## Given problem
Rewrite the lines from the one containing "woman's hand in the image above." through the one containing "254;264;307;309", both included, substituting "woman's wrist" for "woman's hand" and changing nothing else. Return only those lines.

(Box-labeled dataset extracts)
## start

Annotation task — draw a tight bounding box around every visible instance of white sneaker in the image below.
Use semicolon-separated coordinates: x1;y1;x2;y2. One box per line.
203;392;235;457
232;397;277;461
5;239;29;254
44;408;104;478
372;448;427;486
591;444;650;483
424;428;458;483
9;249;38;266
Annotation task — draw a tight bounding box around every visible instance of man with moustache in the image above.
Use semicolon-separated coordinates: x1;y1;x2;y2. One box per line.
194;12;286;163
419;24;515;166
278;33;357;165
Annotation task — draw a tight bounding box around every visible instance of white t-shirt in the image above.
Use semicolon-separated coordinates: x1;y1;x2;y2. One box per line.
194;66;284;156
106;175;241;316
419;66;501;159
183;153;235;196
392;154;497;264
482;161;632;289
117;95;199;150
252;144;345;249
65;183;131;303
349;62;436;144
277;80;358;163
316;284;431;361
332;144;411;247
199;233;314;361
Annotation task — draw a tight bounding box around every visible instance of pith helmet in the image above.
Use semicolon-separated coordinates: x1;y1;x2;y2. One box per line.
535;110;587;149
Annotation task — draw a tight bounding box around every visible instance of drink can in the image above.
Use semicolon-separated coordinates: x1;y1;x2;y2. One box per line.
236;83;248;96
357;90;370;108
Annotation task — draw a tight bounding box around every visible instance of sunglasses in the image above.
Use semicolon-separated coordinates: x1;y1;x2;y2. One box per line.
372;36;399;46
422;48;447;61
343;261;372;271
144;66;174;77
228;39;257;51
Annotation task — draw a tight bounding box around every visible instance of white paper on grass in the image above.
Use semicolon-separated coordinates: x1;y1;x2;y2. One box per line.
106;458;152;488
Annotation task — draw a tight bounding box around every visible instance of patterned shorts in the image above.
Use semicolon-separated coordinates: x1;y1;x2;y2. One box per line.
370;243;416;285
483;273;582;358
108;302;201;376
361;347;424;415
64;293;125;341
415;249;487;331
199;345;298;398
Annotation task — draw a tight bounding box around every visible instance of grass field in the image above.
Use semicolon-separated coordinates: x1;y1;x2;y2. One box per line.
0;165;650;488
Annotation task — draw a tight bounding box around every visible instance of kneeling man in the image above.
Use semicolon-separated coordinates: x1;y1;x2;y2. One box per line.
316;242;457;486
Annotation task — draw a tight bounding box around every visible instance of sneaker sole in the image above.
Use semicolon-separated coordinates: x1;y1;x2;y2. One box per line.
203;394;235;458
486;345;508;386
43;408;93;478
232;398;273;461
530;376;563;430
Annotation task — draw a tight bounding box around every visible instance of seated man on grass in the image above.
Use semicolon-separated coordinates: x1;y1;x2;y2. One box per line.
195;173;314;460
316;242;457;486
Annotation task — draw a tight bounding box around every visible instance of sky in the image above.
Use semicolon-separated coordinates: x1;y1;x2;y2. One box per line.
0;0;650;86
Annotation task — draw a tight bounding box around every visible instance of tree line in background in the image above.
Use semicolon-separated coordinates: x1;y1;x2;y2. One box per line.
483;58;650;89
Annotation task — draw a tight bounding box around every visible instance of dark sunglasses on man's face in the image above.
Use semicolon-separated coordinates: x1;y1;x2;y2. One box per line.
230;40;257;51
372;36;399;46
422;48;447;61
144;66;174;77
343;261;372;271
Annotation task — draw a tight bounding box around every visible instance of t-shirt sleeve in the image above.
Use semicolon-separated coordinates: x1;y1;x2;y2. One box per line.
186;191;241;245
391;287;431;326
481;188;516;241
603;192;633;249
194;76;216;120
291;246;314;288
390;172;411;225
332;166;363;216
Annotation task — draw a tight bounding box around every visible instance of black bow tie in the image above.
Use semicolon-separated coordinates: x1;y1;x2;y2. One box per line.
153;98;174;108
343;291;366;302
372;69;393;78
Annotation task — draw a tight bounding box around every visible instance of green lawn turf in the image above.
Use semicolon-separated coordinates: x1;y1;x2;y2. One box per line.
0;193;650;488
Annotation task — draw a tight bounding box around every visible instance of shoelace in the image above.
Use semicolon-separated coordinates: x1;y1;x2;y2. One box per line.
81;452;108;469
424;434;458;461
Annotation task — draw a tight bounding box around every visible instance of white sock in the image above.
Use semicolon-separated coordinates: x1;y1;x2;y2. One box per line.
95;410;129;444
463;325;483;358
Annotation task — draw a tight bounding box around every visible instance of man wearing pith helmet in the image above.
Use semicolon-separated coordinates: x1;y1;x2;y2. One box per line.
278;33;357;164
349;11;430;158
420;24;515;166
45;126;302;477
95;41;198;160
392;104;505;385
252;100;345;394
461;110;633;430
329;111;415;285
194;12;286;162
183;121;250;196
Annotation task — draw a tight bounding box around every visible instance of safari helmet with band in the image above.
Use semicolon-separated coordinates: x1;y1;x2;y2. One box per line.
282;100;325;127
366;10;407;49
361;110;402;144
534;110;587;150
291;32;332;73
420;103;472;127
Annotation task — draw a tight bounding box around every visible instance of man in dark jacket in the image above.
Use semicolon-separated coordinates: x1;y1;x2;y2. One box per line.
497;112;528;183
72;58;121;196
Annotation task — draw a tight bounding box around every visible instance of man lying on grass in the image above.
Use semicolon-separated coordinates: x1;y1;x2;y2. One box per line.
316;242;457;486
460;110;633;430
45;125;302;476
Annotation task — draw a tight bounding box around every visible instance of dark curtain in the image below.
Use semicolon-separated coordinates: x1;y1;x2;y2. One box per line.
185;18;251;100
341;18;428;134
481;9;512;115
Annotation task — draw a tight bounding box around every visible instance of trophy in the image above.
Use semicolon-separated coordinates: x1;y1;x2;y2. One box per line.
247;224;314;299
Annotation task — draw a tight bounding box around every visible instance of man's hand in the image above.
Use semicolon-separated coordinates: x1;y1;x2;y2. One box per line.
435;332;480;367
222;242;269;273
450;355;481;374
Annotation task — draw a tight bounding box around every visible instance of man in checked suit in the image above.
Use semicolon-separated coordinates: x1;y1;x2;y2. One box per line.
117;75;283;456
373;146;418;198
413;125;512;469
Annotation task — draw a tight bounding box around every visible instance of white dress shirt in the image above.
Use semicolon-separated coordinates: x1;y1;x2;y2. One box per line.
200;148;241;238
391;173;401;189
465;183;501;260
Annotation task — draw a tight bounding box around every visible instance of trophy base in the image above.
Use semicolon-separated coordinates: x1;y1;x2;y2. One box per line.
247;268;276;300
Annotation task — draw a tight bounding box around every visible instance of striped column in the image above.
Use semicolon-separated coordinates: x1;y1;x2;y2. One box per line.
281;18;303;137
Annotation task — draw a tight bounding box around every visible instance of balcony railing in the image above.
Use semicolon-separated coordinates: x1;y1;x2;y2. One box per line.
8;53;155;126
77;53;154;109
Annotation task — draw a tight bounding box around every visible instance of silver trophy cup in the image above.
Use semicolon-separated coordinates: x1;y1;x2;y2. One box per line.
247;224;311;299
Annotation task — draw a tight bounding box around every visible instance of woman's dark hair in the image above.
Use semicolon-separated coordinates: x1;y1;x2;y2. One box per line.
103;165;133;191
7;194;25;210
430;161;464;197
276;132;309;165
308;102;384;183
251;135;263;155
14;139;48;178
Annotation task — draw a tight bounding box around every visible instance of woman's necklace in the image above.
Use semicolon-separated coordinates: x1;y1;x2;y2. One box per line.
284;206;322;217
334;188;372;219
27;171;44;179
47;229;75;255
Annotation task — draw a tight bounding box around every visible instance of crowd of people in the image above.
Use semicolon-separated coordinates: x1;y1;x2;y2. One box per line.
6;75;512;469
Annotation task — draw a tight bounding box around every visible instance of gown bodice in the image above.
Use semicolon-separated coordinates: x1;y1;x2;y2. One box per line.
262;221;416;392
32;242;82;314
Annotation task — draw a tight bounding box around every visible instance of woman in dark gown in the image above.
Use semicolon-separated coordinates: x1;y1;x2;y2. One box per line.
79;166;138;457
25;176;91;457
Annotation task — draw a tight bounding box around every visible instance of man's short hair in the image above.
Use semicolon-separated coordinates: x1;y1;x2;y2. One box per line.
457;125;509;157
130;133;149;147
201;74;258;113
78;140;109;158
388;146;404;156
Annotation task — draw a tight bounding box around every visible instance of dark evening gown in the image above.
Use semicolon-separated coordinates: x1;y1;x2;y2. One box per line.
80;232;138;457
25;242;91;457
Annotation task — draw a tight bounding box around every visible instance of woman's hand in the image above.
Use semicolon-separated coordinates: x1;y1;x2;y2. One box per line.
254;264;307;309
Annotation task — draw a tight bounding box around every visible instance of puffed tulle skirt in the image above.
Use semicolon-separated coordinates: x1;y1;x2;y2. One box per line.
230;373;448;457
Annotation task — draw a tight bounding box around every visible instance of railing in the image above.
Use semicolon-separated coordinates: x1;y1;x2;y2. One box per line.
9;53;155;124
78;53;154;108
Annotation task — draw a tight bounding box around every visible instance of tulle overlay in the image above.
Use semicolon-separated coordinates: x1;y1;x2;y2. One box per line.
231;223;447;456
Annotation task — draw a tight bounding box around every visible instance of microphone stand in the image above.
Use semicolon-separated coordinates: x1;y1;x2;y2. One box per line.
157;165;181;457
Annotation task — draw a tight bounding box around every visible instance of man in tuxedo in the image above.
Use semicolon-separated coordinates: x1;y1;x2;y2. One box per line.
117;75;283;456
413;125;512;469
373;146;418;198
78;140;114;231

## end

## The solution
Annotation task — draw a tight bounding box around every visible instance of woman's wrist in the image above.
Use semicolon-separated coordinates: x1;y1;x2;y2. One box per line.
254;264;307;309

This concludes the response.